## INSTRUÇÃO 1
Indique se cada afirmação abaixo concorda com o trecho sobre linguagem figurada, respondendo sim ou não e citando literalmente as palavras do trecho que decidem a resposta: (a) A passagem de Deuteronómio 32:42 é apresentada como um caso de metonímia. (b) O texto de Isaías 36:6 é classificado como metonímia. (c) Segundo o trecho, canas eram raras no Egito.
## INSTRUÇÃO 2
Devolva sem alterações a parte do trecho sobre linguagem figurada entre "Isso seria linguagem" e "com mais entusiasmo.", inclusive.
## INSTRUÇÃO 3
Com que imagem o trecho sobre linguagem figurada compara as duas formas de dizer a mesma coisa?

## TRECHO SELECIONADO

>>>>>

Há muito uso de linguagem figurada das Escrituras “Embriagarei as minhas setas de sangue (a minha espada comerá carne)”- Deuteronómio 32:42. Setas não ficam bêbadas, nem bebem sangue. Nem espadas comem as pessoas que são mortas por elas. Literalmente, os soldados de seu exército irão derramar muito sangue do inimigo. Esse tipo de figura é bem conhecida no mais elegante da fala humana e da escrita. É chamado metonímia.


Deus poderia ter dito através de Isaías: “Vocês Israelitas estão colocando a sua confiança no rei do Egito, para vos salvar dos vossos inimigos (Israel deveria em vez disso confiar em Deus). Mas vocês não podem depender do Faraó, ele levará os seus soldados para casa, e deixará que vocês sozinhos enfrentem os vossos inimigos!”.


Isso seria linguagem estritamente literal. Mas, por Suas próprias razões, Deus escolheu dizê-lo assim:

 

“Confias no Egito, esse bordão de cana esmagada, o qual, se alguém nele apoiar-se, lhe entrará pela mão e a traspassará; assim é Faraó, rei do Egito, para com todos os que nele confiam.” (Isaías 36:6)


Este é um outro uso de linguagem figurativa, neste caso, chamado de metáfora, comumente usada nas Escrituras. Deve-se admitir que esta é uma maneira muito mais colorida de dizer a mesma coisa. Acontece que canas eram uma visão comum no Egito. Poderíamos comparar essas duas formas de dizer a mesma coisa, com dois ovos cozidos. O primeiro que nós comemos sem sal, o segundo, colocamos sal (e talvez pimenta preta também) sobre ele antes de comê-lo. Ambos são ovos, e eles têm o mesmo valor alimentar, mas a maioria de nós vai comer o segundo ovo com mais entusiasmo.

<<<<<

## ITENS DE DADOS
>>>>>

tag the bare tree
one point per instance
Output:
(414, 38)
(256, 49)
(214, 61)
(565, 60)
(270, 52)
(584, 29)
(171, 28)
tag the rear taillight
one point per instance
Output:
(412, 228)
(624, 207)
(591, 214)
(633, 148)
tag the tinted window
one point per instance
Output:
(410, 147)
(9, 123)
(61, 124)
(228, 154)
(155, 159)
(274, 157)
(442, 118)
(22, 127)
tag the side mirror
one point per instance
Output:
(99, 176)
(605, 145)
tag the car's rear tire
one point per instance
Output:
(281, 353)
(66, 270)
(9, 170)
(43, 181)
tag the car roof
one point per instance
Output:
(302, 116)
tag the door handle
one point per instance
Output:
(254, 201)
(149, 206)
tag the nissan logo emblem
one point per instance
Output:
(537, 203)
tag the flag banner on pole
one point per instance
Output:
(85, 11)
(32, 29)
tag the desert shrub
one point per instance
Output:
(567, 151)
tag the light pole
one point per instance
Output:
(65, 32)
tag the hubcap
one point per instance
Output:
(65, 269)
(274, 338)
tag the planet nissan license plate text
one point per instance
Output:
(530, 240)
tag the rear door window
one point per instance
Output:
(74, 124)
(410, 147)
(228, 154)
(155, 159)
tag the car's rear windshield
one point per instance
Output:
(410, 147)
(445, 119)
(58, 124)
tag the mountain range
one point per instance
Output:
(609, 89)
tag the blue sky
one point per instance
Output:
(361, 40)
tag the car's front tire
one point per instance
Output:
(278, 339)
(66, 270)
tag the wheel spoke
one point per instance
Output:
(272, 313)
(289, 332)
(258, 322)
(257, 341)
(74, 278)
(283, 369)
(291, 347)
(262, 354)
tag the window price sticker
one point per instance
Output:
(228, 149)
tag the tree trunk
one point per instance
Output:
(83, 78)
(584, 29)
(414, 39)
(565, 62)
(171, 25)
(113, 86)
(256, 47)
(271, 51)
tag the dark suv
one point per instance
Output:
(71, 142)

<<<<<

## RESULTADO 1
(a) Sim: "É chamado metonímia."
(b) Não: "neste caso, chamado de metáfora"
(c) Não: "Acontece que canas eram uma visão comum no Egito."

## RESULTADO 2
Isso seria linguagem estritamente literal. Mas, por Suas próprias razões, Deus escolheu dizê-lo assim:

 

“Confias no Egito, esse bordão de cana esmagada, o qual, se alguém nele apoiar-se, lhe entrará pela mão e a traspassará; assim é Faraó, rei do Egito, para com todos os que nele confiam.” (Isaías 36:6)


Este é um outro uso de linguagem figurativa, neste caso, chamado de metáfora, comumente usada nas Escrituras. Deve-se admitir que esta é uma maneira muito mais colorida de dizer a mesma coisa. Acontece que canas eram uma visão comum no Egito. Poderíamos comparar essas duas formas de dizer a mesma coisa, com dois ovos cozidos. O primeiro que nós comemos sem sal, o segundo, colocamos sal (e talvez pimenta preta também) sobre ele antes de comê-lo. Ambos são ovos, e eles têm o mesmo valor alimentar, mas a maioria de nós vai comer o segundo ovo com mais entusiasmo.

## RESULTADO 3
Com dois ovos cozidos, um comido sem sal e o outro com sal.